PROBLEM TO WORK ON:
What is needed here is every record, retyped without any change.
──────── DATA LISTING ────────
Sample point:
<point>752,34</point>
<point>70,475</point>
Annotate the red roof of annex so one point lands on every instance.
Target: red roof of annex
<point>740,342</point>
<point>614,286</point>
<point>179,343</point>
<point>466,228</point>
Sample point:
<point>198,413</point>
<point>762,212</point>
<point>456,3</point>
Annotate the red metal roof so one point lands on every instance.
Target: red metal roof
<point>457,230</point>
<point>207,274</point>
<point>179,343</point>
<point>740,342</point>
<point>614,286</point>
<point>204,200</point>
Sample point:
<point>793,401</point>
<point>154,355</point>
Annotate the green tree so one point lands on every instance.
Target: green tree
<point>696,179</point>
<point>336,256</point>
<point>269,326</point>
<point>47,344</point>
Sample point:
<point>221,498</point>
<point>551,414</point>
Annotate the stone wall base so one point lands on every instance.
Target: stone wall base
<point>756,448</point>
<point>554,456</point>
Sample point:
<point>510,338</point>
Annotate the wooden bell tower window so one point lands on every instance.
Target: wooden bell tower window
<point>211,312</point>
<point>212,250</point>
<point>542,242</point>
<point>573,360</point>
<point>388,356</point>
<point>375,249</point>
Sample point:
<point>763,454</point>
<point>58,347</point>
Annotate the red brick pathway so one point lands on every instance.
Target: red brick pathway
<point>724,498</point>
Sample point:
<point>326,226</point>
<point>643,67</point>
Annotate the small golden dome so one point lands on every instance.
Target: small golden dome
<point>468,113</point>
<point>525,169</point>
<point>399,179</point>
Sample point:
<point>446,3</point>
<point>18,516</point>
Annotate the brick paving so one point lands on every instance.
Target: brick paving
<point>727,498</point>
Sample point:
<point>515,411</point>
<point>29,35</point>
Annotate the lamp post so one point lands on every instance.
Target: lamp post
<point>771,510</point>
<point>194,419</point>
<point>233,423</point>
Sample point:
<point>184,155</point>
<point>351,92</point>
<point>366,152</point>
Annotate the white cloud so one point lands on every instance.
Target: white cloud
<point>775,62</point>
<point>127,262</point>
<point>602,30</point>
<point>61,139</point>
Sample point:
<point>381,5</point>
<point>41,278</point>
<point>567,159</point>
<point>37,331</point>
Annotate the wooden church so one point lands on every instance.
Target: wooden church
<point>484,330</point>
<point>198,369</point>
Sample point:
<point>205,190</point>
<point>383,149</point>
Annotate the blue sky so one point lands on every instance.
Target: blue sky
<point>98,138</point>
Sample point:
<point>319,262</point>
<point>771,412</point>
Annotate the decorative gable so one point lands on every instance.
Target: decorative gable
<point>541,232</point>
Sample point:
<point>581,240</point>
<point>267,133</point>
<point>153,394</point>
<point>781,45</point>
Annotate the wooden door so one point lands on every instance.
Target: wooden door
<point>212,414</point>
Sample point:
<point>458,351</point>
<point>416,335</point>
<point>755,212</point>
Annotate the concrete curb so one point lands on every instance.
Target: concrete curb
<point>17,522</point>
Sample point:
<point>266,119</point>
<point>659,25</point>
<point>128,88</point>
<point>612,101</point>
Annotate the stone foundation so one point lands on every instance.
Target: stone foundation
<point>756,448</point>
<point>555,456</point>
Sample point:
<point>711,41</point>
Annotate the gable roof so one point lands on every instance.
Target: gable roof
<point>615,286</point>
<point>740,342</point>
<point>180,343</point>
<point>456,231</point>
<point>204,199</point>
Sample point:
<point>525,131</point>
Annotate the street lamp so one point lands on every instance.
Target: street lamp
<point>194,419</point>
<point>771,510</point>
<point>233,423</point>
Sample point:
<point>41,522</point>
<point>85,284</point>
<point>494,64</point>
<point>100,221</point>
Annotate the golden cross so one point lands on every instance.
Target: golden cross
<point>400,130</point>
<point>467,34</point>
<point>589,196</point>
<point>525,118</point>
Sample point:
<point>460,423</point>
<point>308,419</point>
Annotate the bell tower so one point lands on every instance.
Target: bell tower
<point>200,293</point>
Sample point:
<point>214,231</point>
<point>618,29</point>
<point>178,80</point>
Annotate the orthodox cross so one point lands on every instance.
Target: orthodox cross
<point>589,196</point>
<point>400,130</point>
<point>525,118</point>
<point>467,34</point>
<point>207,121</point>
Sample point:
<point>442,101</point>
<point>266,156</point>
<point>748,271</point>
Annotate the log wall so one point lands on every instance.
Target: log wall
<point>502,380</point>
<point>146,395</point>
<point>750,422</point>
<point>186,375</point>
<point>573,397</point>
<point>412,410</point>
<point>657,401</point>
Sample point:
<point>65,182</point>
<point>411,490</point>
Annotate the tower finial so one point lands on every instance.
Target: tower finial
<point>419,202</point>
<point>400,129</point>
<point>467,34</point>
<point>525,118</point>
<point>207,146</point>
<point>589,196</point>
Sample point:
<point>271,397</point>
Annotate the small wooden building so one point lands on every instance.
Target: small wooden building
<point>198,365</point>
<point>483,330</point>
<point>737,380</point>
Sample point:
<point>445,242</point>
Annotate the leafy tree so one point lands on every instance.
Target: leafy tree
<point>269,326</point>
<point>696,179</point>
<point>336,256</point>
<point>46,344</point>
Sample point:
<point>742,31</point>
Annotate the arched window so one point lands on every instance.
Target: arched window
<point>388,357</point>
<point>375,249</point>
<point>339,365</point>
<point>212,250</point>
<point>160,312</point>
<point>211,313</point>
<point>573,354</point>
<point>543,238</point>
────────
ANSWER TO THIS PROBLEM:
Sample point:
<point>752,34</point>
<point>70,475</point>
Annotate the red roof of annex so one point lands on every instance.
Target: red roof of annex
<point>740,342</point>
<point>614,286</point>
<point>179,343</point>
<point>466,228</point>
Sample point:
<point>198,413</point>
<point>762,212</point>
<point>456,3</point>
Annotate the red metal roof so one point lands on every instance.
Target: red metal roof
<point>457,230</point>
<point>207,274</point>
<point>179,343</point>
<point>740,342</point>
<point>614,286</point>
<point>204,200</point>
Sample point:
<point>793,401</point>
<point>154,355</point>
Annotate the green tree so one point lands on every instance.
Target: green tree
<point>696,179</point>
<point>336,256</point>
<point>269,326</point>
<point>47,344</point>
Sample point:
<point>221,498</point>
<point>551,414</point>
Annotate the stone wall base so one point lands on every instance.
Target: stone wall base
<point>756,448</point>
<point>554,456</point>
Sample point:
<point>510,338</point>
Annotate the wooden bell tower window so one point lands on every instance.
Target: wooden bell tower window
<point>211,312</point>
<point>212,250</point>
<point>542,242</point>
<point>573,360</point>
<point>388,356</point>
<point>375,249</point>
Sample point:
<point>763,454</point>
<point>58,347</point>
Annotate the red brick pathway so one point lands on every instance.
Target: red brick pathway
<point>724,498</point>
Sample point:
<point>326,226</point>
<point>643,67</point>
Annotate the small golden dome so one point lands on every instance.
Target: small golden dome
<point>468,113</point>
<point>525,169</point>
<point>399,179</point>
Sample point:
<point>446,3</point>
<point>18,516</point>
Annotate the brick paving so one point lands on every instance.
Target: brick paving
<point>727,498</point>
Sample point:
<point>515,411</point>
<point>29,35</point>
Annotate the lamp post so one point lands on every instance.
Target: lamp post
<point>771,510</point>
<point>194,419</point>
<point>233,423</point>
Sample point:
<point>184,155</point>
<point>351,92</point>
<point>366,152</point>
Annotate the white cloud so one point lands on every instance.
Target: white cloud
<point>775,62</point>
<point>127,262</point>
<point>602,30</point>
<point>61,139</point>
Sample point:
<point>381,5</point>
<point>41,278</point>
<point>567,159</point>
<point>37,331</point>
Annotate the wooden church so one point lands on every instance.
Target: wooden church
<point>484,330</point>
<point>198,369</point>
Sample point:
<point>205,190</point>
<point>383,149</point>
Annotate the blue sky so one point lands on every instance.
Target: blue sky
<point>98,138</point>
Sample point:
<point>319,262</point>
<point>771,412</point>
Annotate the decorative gable so one point lands on every instance.
Target: decorative gable
<point>541,232</point>
Sample point:
<point>581,240</point>
<point>267,133</point>
<point>153,394</point>
<point>781,45</point>
Annotate the wooden door so one point lands on every instance.
Target: wooden door
<point>212,414</point>
Sample point:
<point>458,351</point>
<point>416,335</point>
<point>755,212</point>
Annotate the concrete curb so one point lands on every instance.
Target: concrete curb
<point>17,522</point>
Sample point:
<point>266,119</point>
<point>659,25</point>
<point>128,88</point>
<point>612,101</point>
Annotate the stone foundation so one point lands on every instance.
Target: stone foundation
<point>756,448</point>
<point>555,456</point>
Sample point:
<point>711,41</point>
Annotate the gable roof so one point lands on every instance.
Target: gable roof
<point>615,286</point>
<point>740,342</point>
<point>180,343</point>
<point>456,231</point>
<point>204,199</point>
Sample point:
<point>525,131</point>
Annotate the street lamp so one point lands on every instance.
Target: street lamp
<point>194,419</point>
<point>771,510</point>
<point>233,423</point>
Sample point:
<point>41,522</point>
<point>85,284</point>
<point>494,64</point>
<point>100,221</point>
Annotate the golden cross so one point lands on every instance.
Target: golden cross
<point>400,130</point>
<point>467,34</point>
<point>589,196</point>
<point>525,118</point>
Sample point:
<point>460,423</point>
<point>308,419</point>
Annotate the bell tower so one point lands on every instance.
Target: bell tower
<point>200,293</point>
Sample point:
<point>214,231</point>
<point>618,29</point>
<point>178,80</point>
Annotate the orthodox cross so one point lands on every instance.
Target: orthodox cross
<point>589,196</point>
<point>400,130</point>
<point>525,118</point>
<point>467,34</point>
<point>207,121</point>
Sample point:
<point>442,101</point>
<point>266,156</point>
<point>748,271</point>
Annotate the log wall so one point lands on every instance.
Target: log wall
<point>502,380</point>
<point>146,395</point>
<point>750,422</point>
<point>186,375</point>
<point>573,397</point>
<point>412,410</point>
<point>657,401</point>
Sample point:
<point>65,182</point>
<point>411,490</point>
Annotate the tower finial so one point lands on every instance.
Target: tower finial
<point>419,202</point>
<point>400,129</point>
<point>467,34</point>
<point>525,118</point>
<point>207,146</point>
<point>589,196</point>
Sample point:
<point>271,397</point>
Annotate the small wooden building so one point lands on every instance.
Target: small wooden building
<point>198,365</point>
<point>483,330</point>
<point>737,380</point>
Sample point:
<point>445,242</point>
Annotate the leafy tree so one point lands on every instance.
Target: leafy tree
<point>269,326</point>
<point>696,179</point>
<point>336,256</point>
<point>46,344</point>
Sample point:
<point>742,31</point>
Annotate the arched window so one point lands on every instance.
Target: arched window
<point>388,357</point>
<point>375,249</point>
<point>339,365</point>
<point>212,250</point>
<point>160,312</point>
<point>211,313</point>
<point>573,354</point>
<point>543,238</point>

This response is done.